**Rows from a pointing dataset:**

══════════

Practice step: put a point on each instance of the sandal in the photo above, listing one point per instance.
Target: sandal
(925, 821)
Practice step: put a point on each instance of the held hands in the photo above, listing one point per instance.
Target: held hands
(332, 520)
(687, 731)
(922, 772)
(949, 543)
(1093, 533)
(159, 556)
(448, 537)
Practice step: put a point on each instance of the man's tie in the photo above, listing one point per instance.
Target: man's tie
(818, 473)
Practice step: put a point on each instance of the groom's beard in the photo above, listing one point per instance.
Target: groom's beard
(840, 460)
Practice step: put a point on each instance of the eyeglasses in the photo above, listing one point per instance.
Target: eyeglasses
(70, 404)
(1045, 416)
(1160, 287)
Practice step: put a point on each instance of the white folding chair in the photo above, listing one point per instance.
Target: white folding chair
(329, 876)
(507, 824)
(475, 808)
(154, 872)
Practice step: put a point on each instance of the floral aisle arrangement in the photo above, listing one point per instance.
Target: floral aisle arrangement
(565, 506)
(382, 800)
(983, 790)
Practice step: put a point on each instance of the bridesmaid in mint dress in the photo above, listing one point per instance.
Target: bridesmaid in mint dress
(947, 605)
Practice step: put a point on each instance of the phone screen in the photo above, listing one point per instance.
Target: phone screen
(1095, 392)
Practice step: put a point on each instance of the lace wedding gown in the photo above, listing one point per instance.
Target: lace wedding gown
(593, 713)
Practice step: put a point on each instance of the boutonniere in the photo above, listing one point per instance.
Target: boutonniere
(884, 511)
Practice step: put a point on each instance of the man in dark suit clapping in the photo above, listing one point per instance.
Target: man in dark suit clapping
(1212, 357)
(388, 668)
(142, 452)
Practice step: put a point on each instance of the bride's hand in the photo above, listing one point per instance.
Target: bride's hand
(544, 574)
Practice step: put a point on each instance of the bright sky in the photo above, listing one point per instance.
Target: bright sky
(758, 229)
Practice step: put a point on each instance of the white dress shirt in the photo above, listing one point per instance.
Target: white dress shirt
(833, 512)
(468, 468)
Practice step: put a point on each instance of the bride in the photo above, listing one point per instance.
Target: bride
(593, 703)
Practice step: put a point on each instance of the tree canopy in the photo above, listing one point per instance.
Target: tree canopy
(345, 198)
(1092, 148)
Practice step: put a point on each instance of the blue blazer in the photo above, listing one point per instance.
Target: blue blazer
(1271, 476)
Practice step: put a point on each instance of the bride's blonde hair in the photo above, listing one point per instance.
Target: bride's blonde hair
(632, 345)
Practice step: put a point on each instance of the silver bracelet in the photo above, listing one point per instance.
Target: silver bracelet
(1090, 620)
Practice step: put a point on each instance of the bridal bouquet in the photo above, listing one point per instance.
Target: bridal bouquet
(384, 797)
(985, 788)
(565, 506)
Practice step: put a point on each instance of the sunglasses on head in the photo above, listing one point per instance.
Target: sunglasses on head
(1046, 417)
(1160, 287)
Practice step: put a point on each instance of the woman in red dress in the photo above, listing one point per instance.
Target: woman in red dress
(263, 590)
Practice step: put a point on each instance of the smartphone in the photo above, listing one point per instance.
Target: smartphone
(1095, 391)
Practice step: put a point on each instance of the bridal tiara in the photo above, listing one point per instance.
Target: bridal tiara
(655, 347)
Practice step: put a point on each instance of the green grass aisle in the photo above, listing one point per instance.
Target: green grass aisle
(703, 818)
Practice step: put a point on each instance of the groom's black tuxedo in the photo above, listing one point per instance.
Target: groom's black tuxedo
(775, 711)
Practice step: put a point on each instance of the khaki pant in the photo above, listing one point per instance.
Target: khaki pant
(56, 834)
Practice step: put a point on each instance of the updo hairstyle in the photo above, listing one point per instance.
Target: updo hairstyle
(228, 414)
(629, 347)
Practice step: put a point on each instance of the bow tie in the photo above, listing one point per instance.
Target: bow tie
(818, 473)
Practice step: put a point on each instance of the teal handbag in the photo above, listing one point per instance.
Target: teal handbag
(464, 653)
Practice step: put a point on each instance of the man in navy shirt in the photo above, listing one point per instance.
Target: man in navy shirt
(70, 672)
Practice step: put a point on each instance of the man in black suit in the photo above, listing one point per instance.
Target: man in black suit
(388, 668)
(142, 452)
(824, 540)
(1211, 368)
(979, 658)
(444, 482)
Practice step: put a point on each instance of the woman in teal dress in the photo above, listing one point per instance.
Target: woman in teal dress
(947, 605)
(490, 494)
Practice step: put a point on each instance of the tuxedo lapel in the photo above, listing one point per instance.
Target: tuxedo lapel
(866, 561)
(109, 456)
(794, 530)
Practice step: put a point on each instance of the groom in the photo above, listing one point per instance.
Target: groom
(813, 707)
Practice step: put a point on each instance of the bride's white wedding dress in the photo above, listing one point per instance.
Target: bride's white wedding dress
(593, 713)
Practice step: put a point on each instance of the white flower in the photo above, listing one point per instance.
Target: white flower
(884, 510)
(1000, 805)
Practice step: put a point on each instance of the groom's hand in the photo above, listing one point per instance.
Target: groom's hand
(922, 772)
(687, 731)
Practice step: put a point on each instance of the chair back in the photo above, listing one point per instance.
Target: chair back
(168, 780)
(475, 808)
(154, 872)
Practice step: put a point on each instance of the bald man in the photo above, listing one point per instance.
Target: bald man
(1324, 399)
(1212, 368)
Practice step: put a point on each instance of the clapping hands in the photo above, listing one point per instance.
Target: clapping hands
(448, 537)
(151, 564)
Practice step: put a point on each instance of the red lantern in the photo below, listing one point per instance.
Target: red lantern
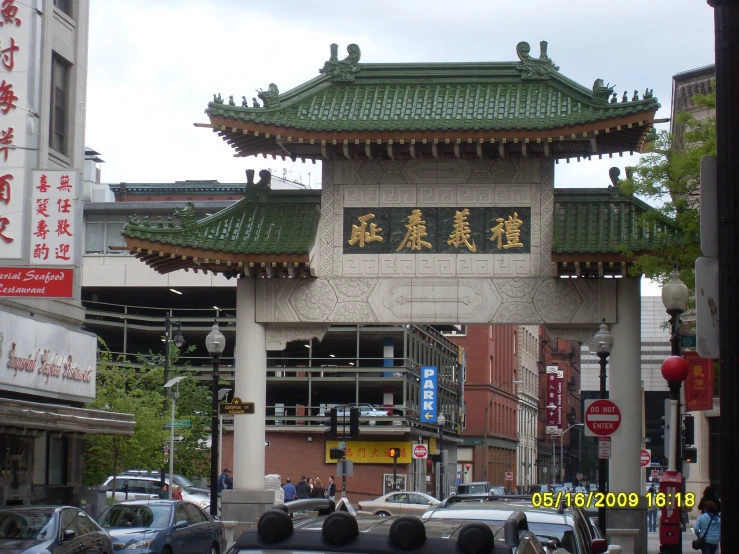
(675, 369)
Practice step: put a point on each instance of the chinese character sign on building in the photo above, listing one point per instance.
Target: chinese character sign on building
(15, 21)
(437, 230)
(53, 213)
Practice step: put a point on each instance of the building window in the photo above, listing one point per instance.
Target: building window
(64, 5)
(59, 103)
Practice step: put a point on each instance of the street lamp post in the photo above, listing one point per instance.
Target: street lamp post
(441, 420)
(485, 427)
(215, 342)
(562, 449)
(603, 342)
(675, 296)
(174, 394)
(179, 340)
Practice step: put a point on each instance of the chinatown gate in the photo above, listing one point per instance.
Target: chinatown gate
(437, 206)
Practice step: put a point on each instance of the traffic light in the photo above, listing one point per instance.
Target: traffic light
(690, 455)
(354, 414)
(336, 453)
(688, 430)
(333, 423)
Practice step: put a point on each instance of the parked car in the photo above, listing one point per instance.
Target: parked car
(479, 487)
(141, 487)
(51, 530)
(179, 480)
(398, 504)
(277, 532)
(570, 529)
(163, 527)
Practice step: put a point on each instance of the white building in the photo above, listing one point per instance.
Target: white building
(50, 362)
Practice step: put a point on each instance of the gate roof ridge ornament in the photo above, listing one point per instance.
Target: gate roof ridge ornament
(456, 109)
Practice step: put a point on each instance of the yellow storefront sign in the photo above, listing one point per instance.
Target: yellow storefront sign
(372, 452)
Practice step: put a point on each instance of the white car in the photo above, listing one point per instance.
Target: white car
(142, 487)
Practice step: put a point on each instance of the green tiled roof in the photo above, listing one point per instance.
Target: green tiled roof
(603, 221)
(267, 222)
(526, 95)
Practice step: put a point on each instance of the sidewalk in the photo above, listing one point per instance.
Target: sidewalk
(653, 542)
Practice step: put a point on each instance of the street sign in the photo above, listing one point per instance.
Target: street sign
(429, 390)
(236, 407)
(602, 418)
(420, 452)
(646, 457)
(707, 307)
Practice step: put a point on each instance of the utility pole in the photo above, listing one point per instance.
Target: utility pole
(726, 22)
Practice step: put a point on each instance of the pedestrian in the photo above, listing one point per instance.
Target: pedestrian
(289, 489)
(652, 511)
(708, 529)
(303, 489)
(225, 481)
(331, 492)
(318, 489)
(709, 494)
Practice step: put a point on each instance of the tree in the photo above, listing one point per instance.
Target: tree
(669, 175)
(118, 389)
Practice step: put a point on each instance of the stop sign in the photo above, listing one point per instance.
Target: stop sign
(602, 418)
(420, 452)
(646, 457)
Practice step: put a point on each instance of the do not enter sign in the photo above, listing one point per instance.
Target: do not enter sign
(602, 418)
(420, 452)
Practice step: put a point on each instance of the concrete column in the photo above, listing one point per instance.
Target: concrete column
(627, 527)
(249, 499)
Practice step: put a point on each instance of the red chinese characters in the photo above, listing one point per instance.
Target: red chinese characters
(53, 218)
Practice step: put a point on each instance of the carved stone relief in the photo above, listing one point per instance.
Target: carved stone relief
(437, 300)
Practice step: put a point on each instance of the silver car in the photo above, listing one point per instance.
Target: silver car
(398, 504)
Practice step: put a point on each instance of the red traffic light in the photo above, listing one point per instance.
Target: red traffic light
(675, 369)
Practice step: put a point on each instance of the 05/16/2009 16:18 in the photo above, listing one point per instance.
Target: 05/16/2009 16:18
(612, 499)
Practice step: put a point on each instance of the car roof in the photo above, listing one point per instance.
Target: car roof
(341, 532)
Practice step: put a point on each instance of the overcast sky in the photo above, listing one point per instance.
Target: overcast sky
(155, 64)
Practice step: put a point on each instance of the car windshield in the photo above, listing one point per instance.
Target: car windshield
(472, 489)
(123, 516)
(25, 524)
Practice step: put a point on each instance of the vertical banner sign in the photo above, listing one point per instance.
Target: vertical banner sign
(699, 383)
(15, 21)
(53, 213)
(429, 393)
(551, 398)
(560, 399)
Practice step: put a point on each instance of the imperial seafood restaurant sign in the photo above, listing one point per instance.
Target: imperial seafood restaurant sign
(39, 357)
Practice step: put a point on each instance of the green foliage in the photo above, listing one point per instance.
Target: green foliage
(124, 388)
(668, 174)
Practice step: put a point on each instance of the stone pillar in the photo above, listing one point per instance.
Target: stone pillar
(627, 527)
(249, 499)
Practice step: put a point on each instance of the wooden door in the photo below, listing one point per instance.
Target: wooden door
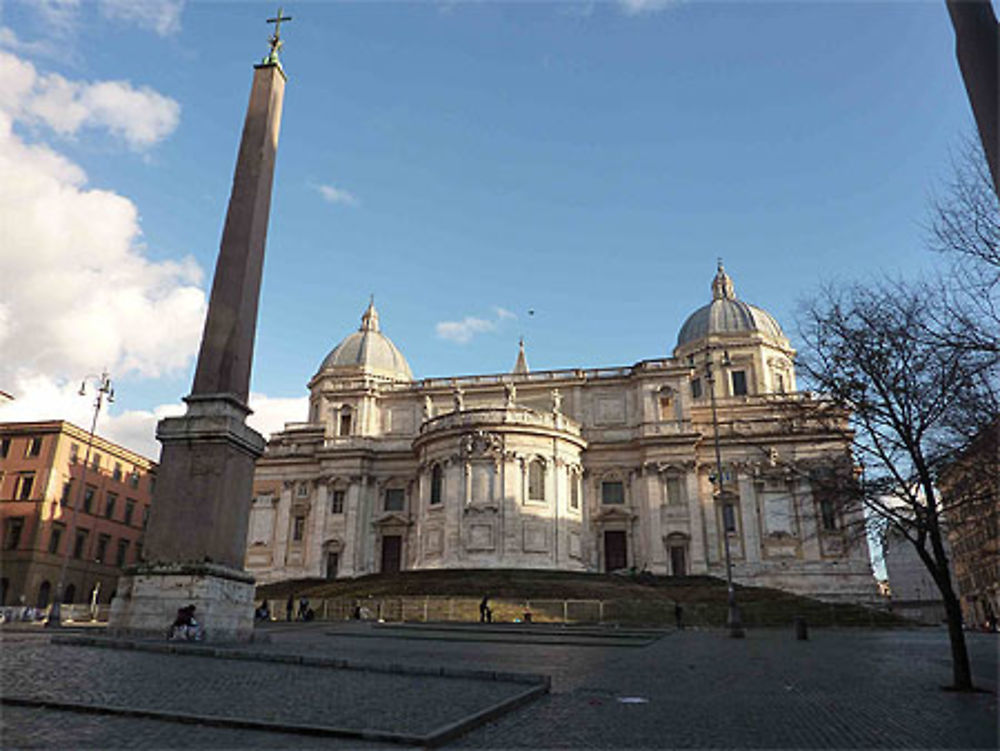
(615, 550)
(392, 548)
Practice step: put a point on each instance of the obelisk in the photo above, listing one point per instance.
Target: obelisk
(196, 538)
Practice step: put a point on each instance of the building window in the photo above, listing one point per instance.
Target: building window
(536, 480)
(696, 388)
(395, 499)
(25, 482)
(102, 548)
(81, 541)
(34, 447)
(55, 537)
(729, 517)
(121, 553)
(828, 512)
(437, 483)
(613, 493)
(675, 491)
(12, 532)
(739, 379)
(337, 505)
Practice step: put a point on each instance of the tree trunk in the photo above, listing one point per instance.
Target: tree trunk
(960, 668)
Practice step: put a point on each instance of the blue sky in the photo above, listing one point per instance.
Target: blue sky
(588, 161)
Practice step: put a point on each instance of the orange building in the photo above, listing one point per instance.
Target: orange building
(42, 479)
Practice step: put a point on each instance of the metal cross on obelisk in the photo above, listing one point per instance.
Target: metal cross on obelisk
(275, 39)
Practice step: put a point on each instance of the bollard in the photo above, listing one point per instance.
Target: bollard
(801, 630)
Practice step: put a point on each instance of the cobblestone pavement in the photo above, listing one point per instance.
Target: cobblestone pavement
(695, 689)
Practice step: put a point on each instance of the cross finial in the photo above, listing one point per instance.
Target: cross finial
(275, 40)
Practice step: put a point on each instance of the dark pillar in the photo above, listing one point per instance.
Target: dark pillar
(196, 539)
(976, 46)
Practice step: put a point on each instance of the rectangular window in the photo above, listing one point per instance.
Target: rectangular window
(102, 548)
(395, 499)
(80, 543)
(828, 510)
(12, 532)
(739, 378)
(613, 493)
(34, 447)
(121, 553)
(675, 491)
(88, 498)
(25, 482)
(55, 537)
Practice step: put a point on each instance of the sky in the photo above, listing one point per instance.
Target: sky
(466, 163)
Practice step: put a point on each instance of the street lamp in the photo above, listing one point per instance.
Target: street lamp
(733, 620)
(102, 384)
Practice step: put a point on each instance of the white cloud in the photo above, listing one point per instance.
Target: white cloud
(140, 116)
(636, 7)
(332, 194)
(463, 331)
(160, 16)
(76, 291)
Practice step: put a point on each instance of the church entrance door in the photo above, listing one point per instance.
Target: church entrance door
(615, 550)
(392, 547)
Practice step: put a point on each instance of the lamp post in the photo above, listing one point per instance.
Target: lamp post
(733, 620)
(104, 389)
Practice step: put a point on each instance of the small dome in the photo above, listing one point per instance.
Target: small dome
(727, 315)
(370, 349)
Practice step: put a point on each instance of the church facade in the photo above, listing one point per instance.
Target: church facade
(587, 469)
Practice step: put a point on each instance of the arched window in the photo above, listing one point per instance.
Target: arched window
(536, 480)
(437, 481)
(44, 592)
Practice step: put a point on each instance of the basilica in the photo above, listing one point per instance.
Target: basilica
(585, 469)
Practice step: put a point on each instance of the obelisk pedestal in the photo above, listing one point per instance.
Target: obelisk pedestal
(196, 539)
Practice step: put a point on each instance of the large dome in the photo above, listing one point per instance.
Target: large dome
(727, 315)
(370, 349)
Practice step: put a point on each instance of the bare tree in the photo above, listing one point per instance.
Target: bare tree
(914, 404)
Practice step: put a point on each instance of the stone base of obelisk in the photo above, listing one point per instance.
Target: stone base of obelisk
(149, 596)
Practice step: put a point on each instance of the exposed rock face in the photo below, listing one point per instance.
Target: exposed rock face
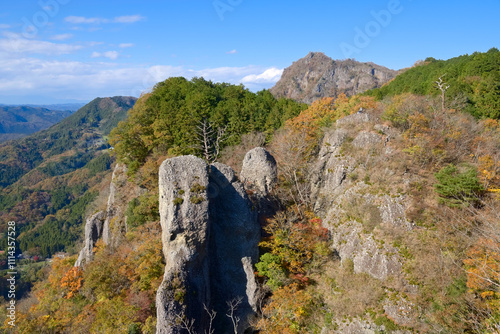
(185, 226)
(357, 212)
(115, 220)
(316, 76)
(210, 241)
(259, 171)
(93, 232)
(110, 224)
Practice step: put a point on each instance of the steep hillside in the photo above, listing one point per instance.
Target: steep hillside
(47, 178)
(472, 81)
(316, 76)
(19, 121)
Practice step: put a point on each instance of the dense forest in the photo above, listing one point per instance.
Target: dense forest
(472, 81)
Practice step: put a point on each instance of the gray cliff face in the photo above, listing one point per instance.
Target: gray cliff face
(210, 238)
(109, 224)
(184, 217)
(93, 232)
(356, 212)
(316, 76)
(259, 171)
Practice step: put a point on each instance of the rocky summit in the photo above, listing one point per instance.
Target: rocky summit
(316, 76)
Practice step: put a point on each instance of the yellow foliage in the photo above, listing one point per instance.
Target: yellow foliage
(287, 312)
(72, 281)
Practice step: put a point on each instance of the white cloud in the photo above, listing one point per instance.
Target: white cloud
(61, 37)
(14, 43)
(85, 20)
(126, 45)
(54, 79)
(128, 19)
(108, 54)
(99, 20)
(271, 75)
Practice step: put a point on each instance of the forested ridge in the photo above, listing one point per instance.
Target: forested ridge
(473, 80)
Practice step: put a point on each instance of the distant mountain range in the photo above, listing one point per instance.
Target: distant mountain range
(317, 75)
(57, 168)
(17, 121)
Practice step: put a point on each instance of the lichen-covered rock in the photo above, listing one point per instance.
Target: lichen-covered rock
(259, 171)
(393, 212)
(111, 222)
(400, 310)
(184, 218)
(368, 255)
(93, 232)
(114, 224)
(210, 241)
(366, 139)
(353, 119)
(328, 176)
(235, 236)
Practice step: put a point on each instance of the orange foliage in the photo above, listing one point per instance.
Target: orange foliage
(287, 312)
(483, 267)
(72, 281)
(323, 112)
(295, 241)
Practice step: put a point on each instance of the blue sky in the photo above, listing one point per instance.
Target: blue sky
(72, 50)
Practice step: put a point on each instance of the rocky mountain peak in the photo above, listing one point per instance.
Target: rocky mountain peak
(316, 76)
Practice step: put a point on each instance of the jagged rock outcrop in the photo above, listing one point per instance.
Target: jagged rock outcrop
(115, 223)
(259, 171)
(316, 76)
(109, 224)
(93, 232)
(184, 217)
(210, 238)
(357, 212)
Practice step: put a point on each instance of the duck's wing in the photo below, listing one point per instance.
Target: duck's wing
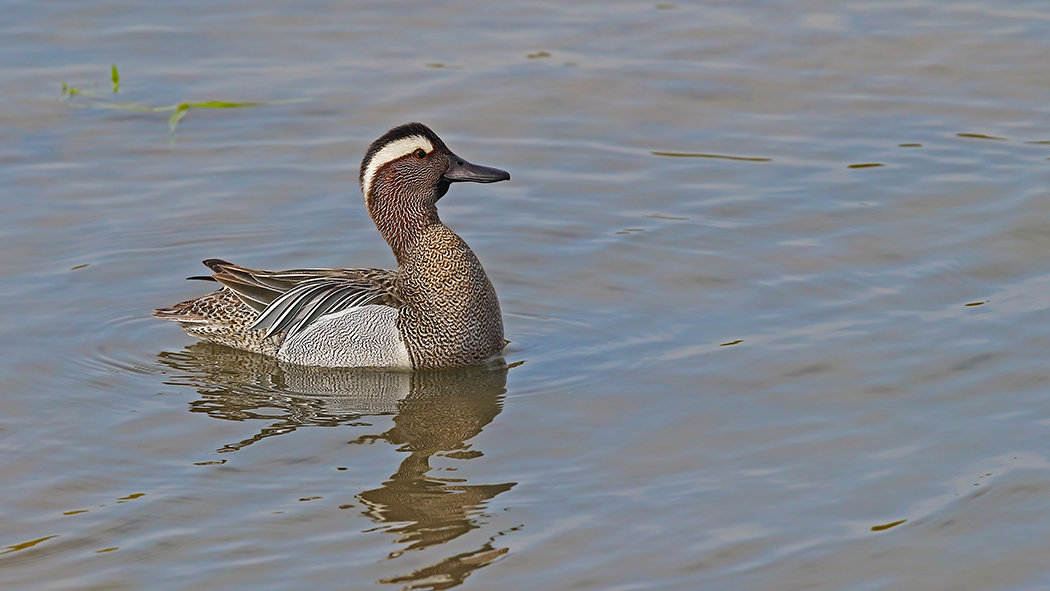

══════════

**REQUIREMENT:**
Please copy out each line of the items above that contains the word "chinatown".

**EXERCISE OUTPUT:**
Practice step: put a point on each instance of the chinatown gate in the photo above, listing one point per instance.
Target: chinatown gate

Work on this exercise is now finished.